■ **Image segmentation entries**
···
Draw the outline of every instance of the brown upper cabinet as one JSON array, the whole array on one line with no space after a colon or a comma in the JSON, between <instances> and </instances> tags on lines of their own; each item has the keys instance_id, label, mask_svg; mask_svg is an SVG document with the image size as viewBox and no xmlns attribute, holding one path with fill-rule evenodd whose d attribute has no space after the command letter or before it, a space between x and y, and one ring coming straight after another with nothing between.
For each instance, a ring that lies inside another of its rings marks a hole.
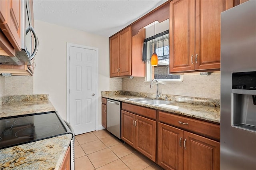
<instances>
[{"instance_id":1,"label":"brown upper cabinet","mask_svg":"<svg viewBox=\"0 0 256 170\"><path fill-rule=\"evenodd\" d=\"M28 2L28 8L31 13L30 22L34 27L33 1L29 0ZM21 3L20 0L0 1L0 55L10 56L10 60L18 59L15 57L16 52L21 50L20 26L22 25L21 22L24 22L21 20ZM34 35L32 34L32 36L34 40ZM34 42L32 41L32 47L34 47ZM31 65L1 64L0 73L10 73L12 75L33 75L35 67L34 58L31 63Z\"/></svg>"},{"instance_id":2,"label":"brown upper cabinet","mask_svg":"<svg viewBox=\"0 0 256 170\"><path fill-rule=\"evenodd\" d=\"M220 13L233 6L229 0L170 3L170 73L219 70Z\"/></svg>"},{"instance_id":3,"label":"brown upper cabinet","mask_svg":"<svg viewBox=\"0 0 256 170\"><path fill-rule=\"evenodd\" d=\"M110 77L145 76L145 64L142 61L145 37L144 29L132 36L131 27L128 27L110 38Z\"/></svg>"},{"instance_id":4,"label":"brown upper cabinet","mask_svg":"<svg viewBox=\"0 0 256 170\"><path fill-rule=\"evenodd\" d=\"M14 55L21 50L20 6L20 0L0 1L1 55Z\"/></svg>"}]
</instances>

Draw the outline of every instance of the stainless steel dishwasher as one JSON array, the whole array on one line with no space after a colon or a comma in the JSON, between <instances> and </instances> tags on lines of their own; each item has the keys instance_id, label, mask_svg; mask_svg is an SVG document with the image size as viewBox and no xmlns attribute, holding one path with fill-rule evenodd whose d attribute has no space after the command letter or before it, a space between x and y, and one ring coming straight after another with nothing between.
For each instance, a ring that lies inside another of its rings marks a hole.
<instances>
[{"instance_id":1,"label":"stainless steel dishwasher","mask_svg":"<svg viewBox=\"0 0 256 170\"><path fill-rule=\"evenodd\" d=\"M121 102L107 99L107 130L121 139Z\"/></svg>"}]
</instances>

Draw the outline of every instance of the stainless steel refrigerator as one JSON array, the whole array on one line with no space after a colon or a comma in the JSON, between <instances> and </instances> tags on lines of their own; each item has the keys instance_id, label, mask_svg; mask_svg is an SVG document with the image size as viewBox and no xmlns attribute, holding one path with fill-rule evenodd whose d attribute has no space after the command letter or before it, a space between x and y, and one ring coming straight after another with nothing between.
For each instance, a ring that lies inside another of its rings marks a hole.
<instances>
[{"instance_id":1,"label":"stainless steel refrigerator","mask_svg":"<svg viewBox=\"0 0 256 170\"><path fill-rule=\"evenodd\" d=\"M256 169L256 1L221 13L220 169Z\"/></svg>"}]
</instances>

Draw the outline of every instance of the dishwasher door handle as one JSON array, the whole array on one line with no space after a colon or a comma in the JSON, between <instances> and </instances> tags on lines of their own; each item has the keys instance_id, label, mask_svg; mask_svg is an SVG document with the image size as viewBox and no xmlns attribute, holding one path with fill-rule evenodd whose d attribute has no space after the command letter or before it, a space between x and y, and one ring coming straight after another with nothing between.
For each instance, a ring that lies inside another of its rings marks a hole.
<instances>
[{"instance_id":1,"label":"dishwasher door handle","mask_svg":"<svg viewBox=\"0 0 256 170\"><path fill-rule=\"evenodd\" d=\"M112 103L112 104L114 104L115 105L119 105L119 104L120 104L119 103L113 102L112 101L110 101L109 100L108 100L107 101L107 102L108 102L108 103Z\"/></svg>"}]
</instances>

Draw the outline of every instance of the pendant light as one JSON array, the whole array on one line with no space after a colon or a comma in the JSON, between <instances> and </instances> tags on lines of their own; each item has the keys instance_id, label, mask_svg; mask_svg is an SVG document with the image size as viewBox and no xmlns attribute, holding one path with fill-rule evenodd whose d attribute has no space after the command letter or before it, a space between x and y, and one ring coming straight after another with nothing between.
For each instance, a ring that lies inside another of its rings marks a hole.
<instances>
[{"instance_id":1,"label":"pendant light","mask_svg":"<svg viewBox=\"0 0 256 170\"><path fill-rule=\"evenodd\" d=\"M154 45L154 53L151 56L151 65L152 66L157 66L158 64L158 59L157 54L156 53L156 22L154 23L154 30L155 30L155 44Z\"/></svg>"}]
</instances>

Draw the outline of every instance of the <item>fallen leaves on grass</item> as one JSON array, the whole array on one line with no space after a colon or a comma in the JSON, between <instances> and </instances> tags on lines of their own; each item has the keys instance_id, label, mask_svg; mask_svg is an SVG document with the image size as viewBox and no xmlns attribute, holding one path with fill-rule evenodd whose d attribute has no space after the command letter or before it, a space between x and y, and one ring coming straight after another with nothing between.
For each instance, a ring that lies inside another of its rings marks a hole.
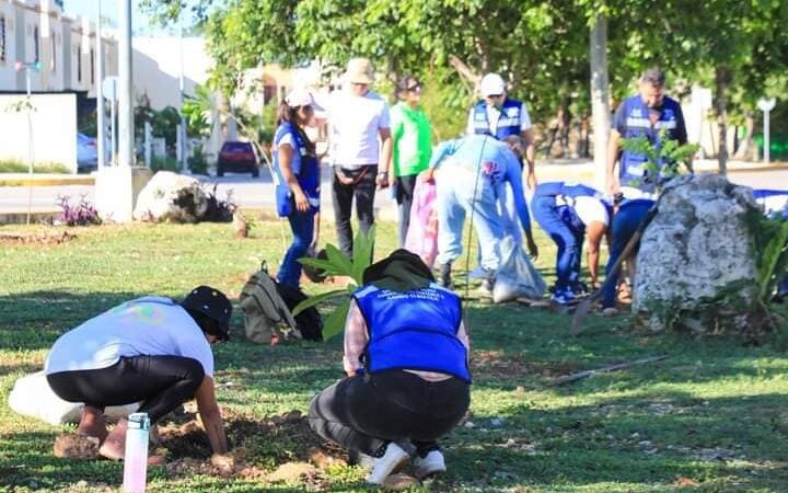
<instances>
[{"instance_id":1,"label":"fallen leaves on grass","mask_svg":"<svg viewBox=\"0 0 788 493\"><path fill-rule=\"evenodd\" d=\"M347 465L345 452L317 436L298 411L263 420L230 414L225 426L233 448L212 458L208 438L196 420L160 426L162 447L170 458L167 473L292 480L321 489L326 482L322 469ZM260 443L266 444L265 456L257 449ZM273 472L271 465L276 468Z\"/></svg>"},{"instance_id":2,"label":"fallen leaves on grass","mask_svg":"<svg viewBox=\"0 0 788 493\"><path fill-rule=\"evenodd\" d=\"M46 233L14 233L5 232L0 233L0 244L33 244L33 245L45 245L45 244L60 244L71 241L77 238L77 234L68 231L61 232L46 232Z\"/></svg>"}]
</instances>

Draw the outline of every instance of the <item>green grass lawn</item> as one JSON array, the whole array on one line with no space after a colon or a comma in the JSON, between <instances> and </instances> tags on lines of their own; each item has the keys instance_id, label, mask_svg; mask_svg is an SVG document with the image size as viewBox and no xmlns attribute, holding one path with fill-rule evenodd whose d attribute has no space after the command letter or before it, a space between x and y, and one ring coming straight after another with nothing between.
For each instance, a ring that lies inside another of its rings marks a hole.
···
The data above needs to be retyped exactly, with the images left out.

Draw the outline of every instance of the brown upper cabinet as one JSON array, the whole array on one line with no space after a colon or a comma in the JSON, between <instances> and </instances> tags on lines of their own; each item has the keys instance_id, label, mask_svg; mask_svg is an SVG document with the image size as viewBox and no xmlns attribute, holding one path with fill-rule evenodd whose d attribute has no space after the command letter or before it, a space between x and y, and one ring coming straight after another with nothing between.
For each instance, a ring that lies inside another of its rings marks a hole.
<instances>
[{"instance_id":1,"label":"brown upper cabinet","mask_svg":"<svg viewBox=\"0 0 256 170\"><path fill-rule=\"evenodd\" d=\"M28 2L28 8L31 13L30 22L34 27L33 1L29 0ZM21 3L20 0L0 1L0 55L10 56L10 60L18 59L15 57L16 52L21 50L20 26L22 25L21 22L24 22L21 20ZM34 35L32 34L32 36L34 40ZM34 42L32 41L32 47L34 47ZM31 65L1 64L0 73L10 73L12 75L33 75L35 67L34 58L31 63Z\"/></svg>"},{"instance_id":2,"label":"brown upper cabinet","mask_svg":"<svg viewBox=\"0 0 256 170\"><path fill-rule=\"evenodd\" d=\"M220 13L233 6L229 0L170 3L170 73L219 70Z\"/></svg>"},{"instance_id":3,"label":"brown upper cabinet","mask_svg":"<svg viewBox=\"0 0 256 170\"><path fill-rule=\"evenodd\" d=\"M110 77L145 76L145 64L142 61L145 37L144 29L132 36L131 27L128 27L110 38Z\"/></svg>"},{"instance_id":4,"label":"brown upper cabinet","mask_svg":"<svg viewBox=\"0 0 256 170\"><path fill-rule=\"evenodd\" d=\"M14 55L21 50L20 6L20 0L0 1L1 55Z\"/></svg>"}]
</instances>

Draw the outline of every instance of the stainless steel dishwasher as one JSON array, the whole array on one line with no space after a colon or a comma in the JSON, between <instances> and </instances> tags on lines of their own; each item has the keys instance_id, label, mask_svg; mask_svg is an SVG document with the image size as viewBox and no xmlns attribute, holding one path with fill-rule evenodd whose d attribute has no space after the command letter or before it, a space between x and y, and one ring coming straight after another with nothing between.
For each instance, a ring that lies inside another of its rings marks a hole.
<instances>
[{"instance_id":1,"label":"stainless steel dishwasher","mask_svg":"<svg viewBox=\"0 0 256 170\"><path fill-rule=\"evenodd\" d=\"M121 102L107 99L107 130L121 139Z\"/></svg>"}]
</instances>

Draw the outline of every instance of the stainless steel refrigerator as one JSON array, the whole array on one line with no space after a colon or a comma in the JSON, between <instances> and </instances> tags on lines of their own; each item has the keys instance_id, label, mask_svg; mask_svg is an SVG document with the image size as viewBox and no xmlns attribute, holding one path with fill-rule evenodd whose d attribute has no space after the command letter or before it, a space between x and y, and one ring coming straight after another with nothing between.
For each instance, a ring that lies inside another of its rings marks a hole.
<instances>
[{"instance_id":1,"label":"stainless steel refrigerator","mask_svg":"<svg viewBox=\"0 0 256 170\"><path fill-rule=\"evenodd\" d=\"M256 169L256 1L221 13L220 169Z\"/></svg>"}]
</instances>

Draw the outline of every instance of the dishwasher door handle as one JSON array, the whole array on one line with no space after a colon or a comma in the JSON, between <instances> and </instances> tags on lines of their own; each item has the keys instance_id, label, mask_svg; mask_svg is an SVG document with the image size as viewBox and no xmlns attribute, holding one path with fill-rule evenodd whose d attribute has no space after the command letter or before it, a space between x and y, and one ring coming straight after another with nothing between.
For each instance, a ring that lies inside another of its rings marks a hole.
<instances>
[{"instance_id":1,"label":"dishwasher door handle","mask_svg":"<svg viewBox=\"0 0 256 170\"><path fill-rule=\"evenodd\" d=\"M112 103L112 104L114 104L115 105L119 105L119 104L120 104L119 103L113 102L112 101L110 101L109 100L108 100L107 101L107 102L108 102L108 103Z\"/></svg>"}]
</instances>

Draw the outline of every instance of the pendant light as one JSON array, the whole array on one line with no space after a colon or a comma in the JSON, between <instances> and </instances> tags on lines of their own; each item has the keys instance_id, label, mask_svg; mask_svg is an SVG document with the image size as viewBox and no xmlns attribute, holding one path with fill-rule evenodd whose d attribute has no space after the command letter or before it, a space between x and y, and one ring coming straight after another with nothing between.
For each instance, a ring that lies inside another of its rings marks a hole.
<instances>
[{"instance_id":1,"label":"pendant light","mask_svg":"<svg viewBox=\"0 0 256 170\"><path fill-rule=\"evenodd\" d=\"M154 45L154 53L151 56L151 65L152 66L157 66L158 64L158 59L157 54L156 53L156 22L154 23L154 30L155 30L155 44Z\"/></svg>"}]
</instances>

Draw the outline of every instance of the <item>fallen leaves on grass</item> as one JSON array, the whole array on one line with no space after a colon or a comma in the JSON, between <instances> and </instances> tags on lines of their own; each item has the keys instance_id, label, mask_svg; mask_svg is an SVG document with the image size as viewBox and no xmlns attribute, holding one path with fill-rule evenodd whose d attribute has no space after the command letter or before it, a space between x and y, and one ring coming straight after another with nothing between.
For each instance, a ring that lies inside another of its rings marks a hole.
<instances>
[{"instance_id":1,"label":"fallen leaves on grass","mask_svg":"<svg viewBox=\"0 0 788 493\"><path fill-rule=\"evenodd\" d=\"M347 465L345 452L317 436L298 411L263 420L230 414L225 426L233 448L212 458L208 438L196 420L160 426L162 447L170 458L167 473L292 480L321 489L326 482L322 469ZM260 443L266 444L265 456L257 449ZM273 472L271 465L276 468Z\"/></svg>"},{"instance_id":2,"label":"fallen leaves on grass","mask_svg":"<svg viewBox=\"0 0 788 493\"><path fill-rule=\"evenodd\" d=\"M46 233L14 233L5 232L0 233L0 244L33 244L33 245L45 245L45 244L60 244L71 241L77 238L77 234L68 231L61 232L46 232Z\"/></svg>"}]
</instances>

Draw the outline of every instance of the <item>green grass lawn</item> as one JSON array, the whole array on one line with no space after a colon or a comma in the JSON, between <instances> and </instances> tags on lines of their own; each item has the keys instance_id, label, mask_svg; mask_svg is an SVG document with the image size as viewBox and no xmlns attribute, holding one path with fill-rule evenodd whose d attribute has no space after the command letter or before it, a space between x and y, and one ring coming straight after another with nothing between.
For each instance, a ring that lies inside another of its rings marks a hole.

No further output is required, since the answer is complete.